**Written task**
Reproduce the material below without changes, everything from the line containing "pixel 262 730." down to the end of the material.

[Point annotation dataset records]
#####

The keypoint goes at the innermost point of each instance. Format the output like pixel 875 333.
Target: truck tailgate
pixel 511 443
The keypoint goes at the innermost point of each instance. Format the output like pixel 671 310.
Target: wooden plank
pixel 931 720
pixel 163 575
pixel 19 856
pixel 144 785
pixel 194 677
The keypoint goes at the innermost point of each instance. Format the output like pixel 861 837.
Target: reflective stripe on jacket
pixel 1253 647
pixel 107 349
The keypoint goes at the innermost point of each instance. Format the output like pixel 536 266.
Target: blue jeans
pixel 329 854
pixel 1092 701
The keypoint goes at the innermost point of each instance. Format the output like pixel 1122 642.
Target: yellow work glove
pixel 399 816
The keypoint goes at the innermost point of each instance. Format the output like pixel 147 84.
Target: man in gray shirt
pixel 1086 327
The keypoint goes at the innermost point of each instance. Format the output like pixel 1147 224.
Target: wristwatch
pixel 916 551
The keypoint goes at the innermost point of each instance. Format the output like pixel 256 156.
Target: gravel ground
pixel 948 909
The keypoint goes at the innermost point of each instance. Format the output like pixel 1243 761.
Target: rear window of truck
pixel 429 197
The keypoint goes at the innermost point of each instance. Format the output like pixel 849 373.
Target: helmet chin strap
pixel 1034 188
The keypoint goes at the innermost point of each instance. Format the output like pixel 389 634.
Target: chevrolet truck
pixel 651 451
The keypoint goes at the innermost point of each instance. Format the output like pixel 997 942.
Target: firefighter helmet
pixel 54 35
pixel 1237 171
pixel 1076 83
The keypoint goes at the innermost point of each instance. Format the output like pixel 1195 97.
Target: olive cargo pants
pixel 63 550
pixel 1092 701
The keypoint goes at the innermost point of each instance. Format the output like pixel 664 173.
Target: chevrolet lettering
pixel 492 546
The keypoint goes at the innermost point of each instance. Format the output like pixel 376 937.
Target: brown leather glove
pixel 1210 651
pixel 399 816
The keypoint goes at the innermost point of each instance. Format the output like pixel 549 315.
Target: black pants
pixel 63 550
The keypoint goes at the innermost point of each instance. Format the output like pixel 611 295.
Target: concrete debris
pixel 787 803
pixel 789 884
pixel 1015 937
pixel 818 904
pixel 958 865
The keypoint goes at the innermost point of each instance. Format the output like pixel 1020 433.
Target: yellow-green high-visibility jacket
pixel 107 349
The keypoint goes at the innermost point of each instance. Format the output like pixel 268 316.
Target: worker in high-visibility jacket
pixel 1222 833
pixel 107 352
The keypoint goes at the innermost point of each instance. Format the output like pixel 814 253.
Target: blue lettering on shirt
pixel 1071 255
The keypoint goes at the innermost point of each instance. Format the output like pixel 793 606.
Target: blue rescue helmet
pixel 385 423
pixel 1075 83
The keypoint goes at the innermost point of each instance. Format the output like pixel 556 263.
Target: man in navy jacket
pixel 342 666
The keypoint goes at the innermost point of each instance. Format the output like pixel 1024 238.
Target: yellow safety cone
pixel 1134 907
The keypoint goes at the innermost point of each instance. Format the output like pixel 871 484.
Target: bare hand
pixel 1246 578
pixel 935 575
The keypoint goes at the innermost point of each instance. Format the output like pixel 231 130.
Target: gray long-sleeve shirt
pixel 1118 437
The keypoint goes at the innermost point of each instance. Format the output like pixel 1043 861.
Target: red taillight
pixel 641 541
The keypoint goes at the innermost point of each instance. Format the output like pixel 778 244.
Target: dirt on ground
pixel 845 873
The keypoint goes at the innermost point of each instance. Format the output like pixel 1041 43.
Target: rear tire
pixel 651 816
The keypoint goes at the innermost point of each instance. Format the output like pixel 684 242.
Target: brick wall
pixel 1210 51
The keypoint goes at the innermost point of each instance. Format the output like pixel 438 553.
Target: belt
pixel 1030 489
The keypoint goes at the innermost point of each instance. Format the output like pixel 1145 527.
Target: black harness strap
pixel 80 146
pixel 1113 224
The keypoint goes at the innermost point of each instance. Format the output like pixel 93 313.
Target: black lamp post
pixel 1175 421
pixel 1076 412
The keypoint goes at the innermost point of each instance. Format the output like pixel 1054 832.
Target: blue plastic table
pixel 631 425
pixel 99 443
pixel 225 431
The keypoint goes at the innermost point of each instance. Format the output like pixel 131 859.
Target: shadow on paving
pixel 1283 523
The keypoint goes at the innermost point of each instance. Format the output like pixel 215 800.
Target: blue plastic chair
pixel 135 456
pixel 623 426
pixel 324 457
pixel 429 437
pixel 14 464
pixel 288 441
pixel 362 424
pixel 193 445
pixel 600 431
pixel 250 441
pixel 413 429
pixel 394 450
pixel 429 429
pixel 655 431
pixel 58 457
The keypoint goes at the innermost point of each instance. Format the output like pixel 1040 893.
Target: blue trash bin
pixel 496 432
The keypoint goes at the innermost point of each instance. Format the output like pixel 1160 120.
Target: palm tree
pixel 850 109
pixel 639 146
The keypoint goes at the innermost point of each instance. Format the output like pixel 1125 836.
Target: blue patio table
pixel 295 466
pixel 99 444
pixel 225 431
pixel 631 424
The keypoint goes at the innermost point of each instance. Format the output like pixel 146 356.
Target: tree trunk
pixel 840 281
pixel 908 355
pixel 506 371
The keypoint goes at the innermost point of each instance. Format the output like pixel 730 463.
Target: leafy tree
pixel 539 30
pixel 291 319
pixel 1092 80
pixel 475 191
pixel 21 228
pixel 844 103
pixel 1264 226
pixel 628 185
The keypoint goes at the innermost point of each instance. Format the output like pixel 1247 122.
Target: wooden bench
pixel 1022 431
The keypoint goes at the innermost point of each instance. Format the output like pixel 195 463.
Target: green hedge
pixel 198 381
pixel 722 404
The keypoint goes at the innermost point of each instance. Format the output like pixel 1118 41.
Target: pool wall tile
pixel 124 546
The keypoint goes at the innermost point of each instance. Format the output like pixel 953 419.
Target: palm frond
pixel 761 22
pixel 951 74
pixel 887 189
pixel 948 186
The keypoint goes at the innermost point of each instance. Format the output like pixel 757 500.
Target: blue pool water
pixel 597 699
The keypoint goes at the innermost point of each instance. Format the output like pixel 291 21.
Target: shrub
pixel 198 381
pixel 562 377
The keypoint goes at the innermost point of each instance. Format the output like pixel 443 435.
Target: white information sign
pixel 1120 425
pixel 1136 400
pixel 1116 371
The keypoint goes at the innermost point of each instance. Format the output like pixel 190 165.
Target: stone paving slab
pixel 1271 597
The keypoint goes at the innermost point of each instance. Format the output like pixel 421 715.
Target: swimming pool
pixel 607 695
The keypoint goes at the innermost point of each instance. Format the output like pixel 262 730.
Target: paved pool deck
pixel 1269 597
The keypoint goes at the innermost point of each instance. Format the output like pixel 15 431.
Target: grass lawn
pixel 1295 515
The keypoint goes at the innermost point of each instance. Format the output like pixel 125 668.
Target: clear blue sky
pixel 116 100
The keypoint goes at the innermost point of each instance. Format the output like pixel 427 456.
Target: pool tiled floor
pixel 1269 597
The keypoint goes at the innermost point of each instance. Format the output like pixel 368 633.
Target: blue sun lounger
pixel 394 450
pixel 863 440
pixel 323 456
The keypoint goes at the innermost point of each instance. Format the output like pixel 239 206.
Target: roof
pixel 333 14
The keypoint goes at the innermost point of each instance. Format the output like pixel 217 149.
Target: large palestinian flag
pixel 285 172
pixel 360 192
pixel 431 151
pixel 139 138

#####

**Exercise answer**
The keypoint goes at the innermost point of each instance. Format the output like pixel 262 730.
Target: paved pool deck
pixel 1269 597
The keypoint goes at the innermost point of each instance. Format the output like pixel 15 431.
Target: grass lawn
pixel 1295 515
The keypoint goes at the innermost point of each instance. Format the output like pixel 125 668.
Target: clear blue sky
pixel 116 100
The keypoint goes at the innermost point of each instance. Format the output like pixel 427 456.
Target: pool tiled floor
pixel 1269 597
The keypoint goes at the innermost point of each instance. Format the output like pixel 368 633.
Target: blue sun lounger
pixel 394 450
pixel 863 440
pixel 323 456
The keypoint goes at the innermost point of each instance. Format the output like pixel 239 206.
Target: roof
pixel 333 14
The keypoint goes at the innermost point of each instance. Format the output like pixel 217 149.
Target: large palestinian flag
pixel 285 172
pixel 360 192
pixel 431 151
pixel 139 138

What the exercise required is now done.